* EXERCISE REQUIREMENTS *
Whenever a picture appears in the records, exclude it, and transcribe everything else exactly.

* DATA SHOWN *
^^^^^^^^^^^^^^^^

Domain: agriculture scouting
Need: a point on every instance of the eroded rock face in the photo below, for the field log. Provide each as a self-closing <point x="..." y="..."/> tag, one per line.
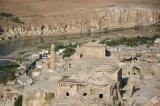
<point x="85" y="21"/>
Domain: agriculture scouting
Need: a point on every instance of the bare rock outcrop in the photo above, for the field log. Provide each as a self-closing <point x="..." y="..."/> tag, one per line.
<point x="84" y="21"/>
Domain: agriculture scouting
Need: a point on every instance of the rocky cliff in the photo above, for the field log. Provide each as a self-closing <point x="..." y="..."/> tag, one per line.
<point x="84" y="21"/>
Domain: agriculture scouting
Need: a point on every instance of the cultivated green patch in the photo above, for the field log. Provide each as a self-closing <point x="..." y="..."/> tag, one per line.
<point x="131" y="41"/>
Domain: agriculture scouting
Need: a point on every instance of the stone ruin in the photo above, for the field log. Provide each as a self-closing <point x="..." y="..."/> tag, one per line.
<point x="91" y="79"/>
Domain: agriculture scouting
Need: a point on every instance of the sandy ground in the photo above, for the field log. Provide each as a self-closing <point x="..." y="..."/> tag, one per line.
<point x="48" y="7"/>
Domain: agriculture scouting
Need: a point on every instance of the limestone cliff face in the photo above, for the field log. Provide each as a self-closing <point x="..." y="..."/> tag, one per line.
<point x="85" y="21"/>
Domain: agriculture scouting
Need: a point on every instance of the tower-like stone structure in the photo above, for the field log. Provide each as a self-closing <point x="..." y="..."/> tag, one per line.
<point x="53" y="57"/>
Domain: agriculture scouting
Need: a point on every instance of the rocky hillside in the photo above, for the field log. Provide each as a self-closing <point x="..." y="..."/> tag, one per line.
<point x="74" y="17"/>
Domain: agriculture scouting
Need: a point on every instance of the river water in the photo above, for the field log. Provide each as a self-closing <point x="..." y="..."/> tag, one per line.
<point x="7" y="47"/>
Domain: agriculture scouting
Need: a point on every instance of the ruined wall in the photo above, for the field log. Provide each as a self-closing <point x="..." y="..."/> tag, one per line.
<point x="85" y="21"/>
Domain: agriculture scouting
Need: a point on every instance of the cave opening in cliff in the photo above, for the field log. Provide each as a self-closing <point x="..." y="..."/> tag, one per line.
<point x="67" y="93"/>
<point x="101" y="96"/>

^^^^^^^^^^^^^^^^

* RESULT *
Domain: agriculture scouting
Need: a point on every instance of the eroded rock face in the photo below, for the field log. Provide each as a self-closing <point x="..." y="..."/> tag, one per line.
<point x="85" y="21"/>
Domain: agriculture scouting
Need: a point on every instance of the bare rock outcrop in the photo above, for the field log. Provide each as a self-closing <point x="..." y="..."/> tag, one per line.
<point x="84" y="21"/>
Domain: agriculture scouting
Need: a point on every instance of the rocky cliff in the photo above, for the field log. Provide each as a self-closing <point x="..." y="..."/> tag, one per line.
<point x="84" y="21"/>
Domain: agriculture scouting
Need: a point on every instance of the cultivated green patch in the photo above, for the field log. Provide each as a self-closing <point x="..." y="..."/> tag, one per line.
<point x="131" y="41"/>
Domain: agriculture scouting
Need: a point on every instance of the stone ruin in the photo above, for the field log. Provide each as a self-closing <point x="..." y="..."/> tag, one per line.
<point x="91" y="79"/>
Domain: agriculture scouting
Need: a point on every instance of the sandy ground in the photo above, for the field log. Provide each as a self-closing <point x="..." y="..."/> tag, one per line.
<point x="48" y="7"/>
Domain: agriculture scouting
Need: a point on every instance of the limestone cliff face in the photo above, for the field log. Provide each as a self-closing <point x="..." y="..."/> tag, one per line.
<point x="85" y="21"/>
Domain: agriculture scouting
Need: a point on every instance of the tower-like stone structure in the photo above, for the field log. Provide each as a self-closing <point x="..." y="..."/> tag, one per line.
<point x="53" y="57"/>
Domain: agriculture scouting
Need: a point on every instance of the rocky hillside in the photo above, for the field log. Provide each as a self-closing <point x="..." y="..."/> tag, one per line.
<point x="74" y="17"/>
Domain: agriculture scouting
Need: a point on every instance of the river water in the photo above, for the field log. Provide each as a self-closing <point x="..." y="..."/> tag, one per line.
<point x="7" y="47"/>
Domain: agriculture scouting
Need: a point on every instance of the ruined wall in the photo above, for the field log. Provide each as a self-closing <point x="..." y="..."/> tag, one per line.
<point x="85" y="21"/>
Domain: agriculture scouting
Need: a point on every instance of the cave opening in cliff in the photo above, for the field log. Provide each as a self-closing <point x="..." y="..."/> tag, one per line.
<point x="67" y="93"/>
<point x="101" y="96"/>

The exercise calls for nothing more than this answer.